Lilypie

Wednesday, September 28, 2005

The Power Of The Written Word

It is amazing the type of message one can bring across through language and communication. Words can make others melt or be infuriated. I guess it all boils down to the proper usage of the language. For people who are more proficient, they are able to play around with the words and still bring the message across in a sophisticated way.

The written word seems ten times more effective in conveying a message than the spoken word. That is the reason people prefer writing letters or writing down their feelings. Seeing the words in black and white brings the messages across better than verbatim. When people speak, their verbal messages may be distorted and lots of misundestandings may ensue. I am so ashamed of myself that after years of being an English student, I have still not reached the stage where I can make people swoon over my words alone.

One of my friends has posted an entry on how to use other types of words to cover up expletives. Another friend also posted a couple of interesting entries on how some sentences can be taken out of context. Interestingly, these contexts are mainly of the sexual nature. Perhaps the dominant instinct to mate is prevalent in every mammal, homo sapiens included, thus the first thing that normally comes to people’s minds are things of a sexual nature. (Of course I am not speaking for all.)

My friend was writing about the concept of a “colourful” language by using a creative way to use the power of words to cover any expletives and the tool for any effective communication. An extract from his post as stated :

Unfortunately, the need to exclaim in annoyance and/or frustration remained. That's when the "nicotine patch" of explexities stepped in. The "fish" and "duck" and milder (and hence less offensive and more acceptable) "s**t". But these soon caught on with my peers and I started to get bored of them. Then came the moment of enlightenment: a good friend of mine observed that usually it's more important HOW you say a word/phrase rather than the word/phrase itself. It's the amount of emotion and ur articulation of it that imbues it with the power that it has. So, we started experimenting with a couple of innocuous words and discovered that multi-syllablic words were quite effective. Thus began frequent cries of "E-le-phant!" and "Wa-ter-me-lon!" and my personal favourites, "Ba-na-na!" and "Ram-bu-tan!". In fact, it became somewhat of a manifestation of our individuality and creativity. ;-) And to add a bit of emphasis and spice, we'd occasionally intone, "Blar-dee papaya!" or something similarly cathartic. :-)

Exercise set
**1.** What date appears above the post on the power of the written word?
**2.** Please rewrite the part of the rows that opens with the line containing "Labeling guideline: look at the image above and mark any blue" and closes with the line containing "[0, 524, 880, 565]", replacing "banner" with "sign" and changing nothing else.

Supplied records

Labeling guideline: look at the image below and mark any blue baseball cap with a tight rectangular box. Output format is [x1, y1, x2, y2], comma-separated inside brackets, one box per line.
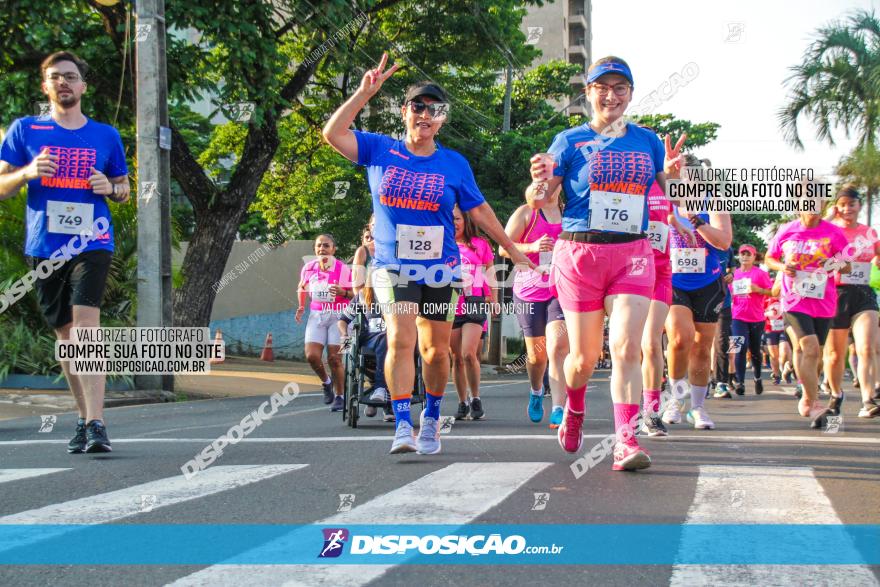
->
==
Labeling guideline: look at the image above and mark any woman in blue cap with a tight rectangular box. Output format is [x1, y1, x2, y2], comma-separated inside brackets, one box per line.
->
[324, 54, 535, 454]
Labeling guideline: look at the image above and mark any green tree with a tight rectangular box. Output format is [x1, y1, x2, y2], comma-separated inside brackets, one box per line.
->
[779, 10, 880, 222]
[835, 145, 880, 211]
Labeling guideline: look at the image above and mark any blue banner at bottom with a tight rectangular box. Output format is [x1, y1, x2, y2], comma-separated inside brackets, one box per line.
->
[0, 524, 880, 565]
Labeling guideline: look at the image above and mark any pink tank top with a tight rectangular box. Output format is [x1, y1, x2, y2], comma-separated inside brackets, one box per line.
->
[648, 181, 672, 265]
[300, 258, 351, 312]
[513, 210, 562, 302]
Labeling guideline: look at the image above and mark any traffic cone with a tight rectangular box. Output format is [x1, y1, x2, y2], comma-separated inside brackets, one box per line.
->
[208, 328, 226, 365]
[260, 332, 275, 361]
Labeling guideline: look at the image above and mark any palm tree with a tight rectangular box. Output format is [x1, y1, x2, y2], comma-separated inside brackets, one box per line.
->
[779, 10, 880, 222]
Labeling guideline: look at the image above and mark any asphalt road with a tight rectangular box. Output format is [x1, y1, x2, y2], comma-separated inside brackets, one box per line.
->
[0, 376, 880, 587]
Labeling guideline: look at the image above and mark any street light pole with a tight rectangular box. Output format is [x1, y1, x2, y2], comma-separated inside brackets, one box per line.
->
--
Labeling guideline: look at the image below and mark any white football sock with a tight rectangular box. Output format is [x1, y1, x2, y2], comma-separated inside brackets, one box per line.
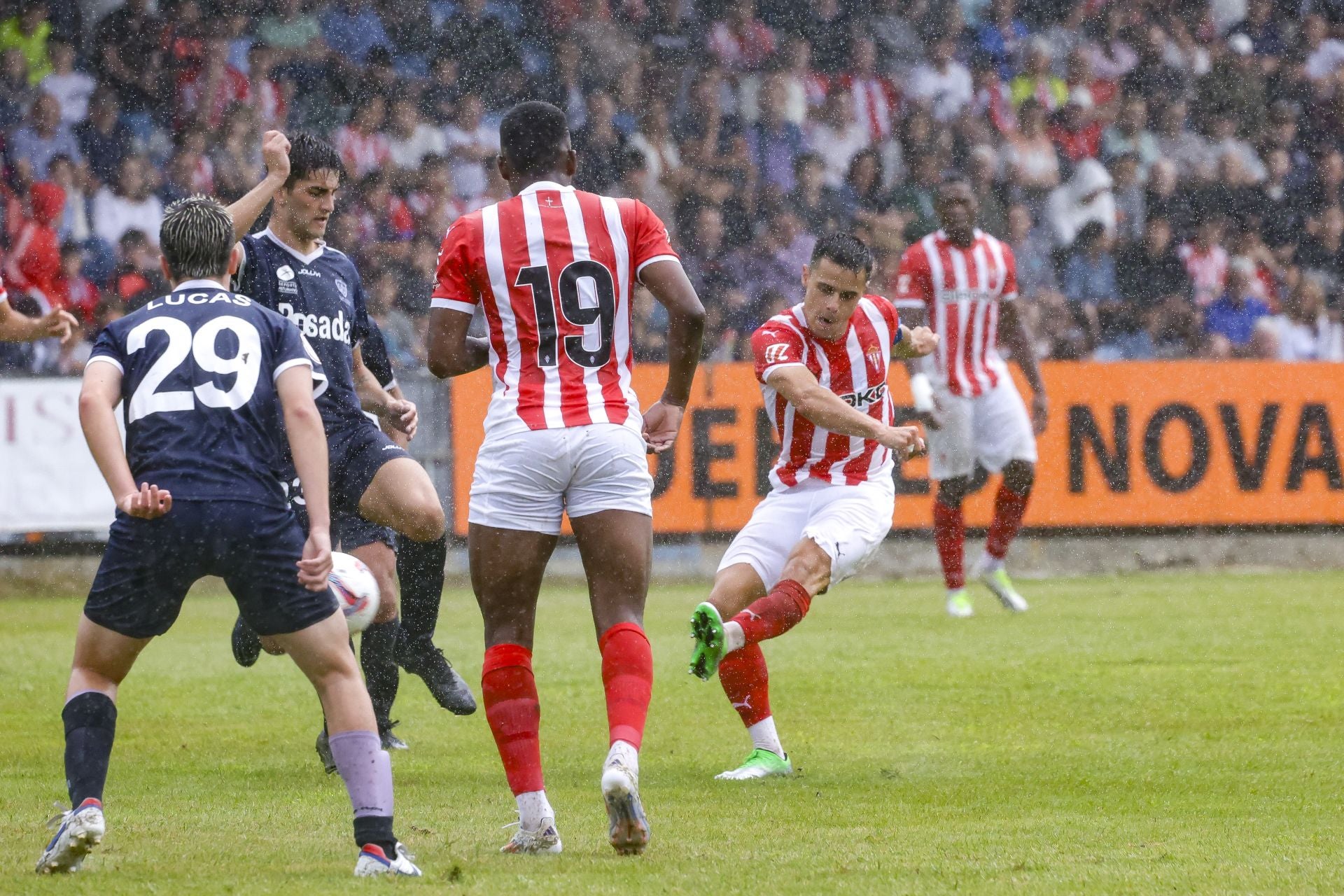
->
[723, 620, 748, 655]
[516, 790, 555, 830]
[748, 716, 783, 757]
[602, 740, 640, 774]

Expected results
**1.** Wednesday, September 28, 2005

**2.**
Labeling guideline: look at the image above and mark any blue sign at bottom with a tight rectangular box. Output format is [x1, y1, x2, y2], comma-separated inside brackets, one box per line.
->
[0, 524, 880, 565]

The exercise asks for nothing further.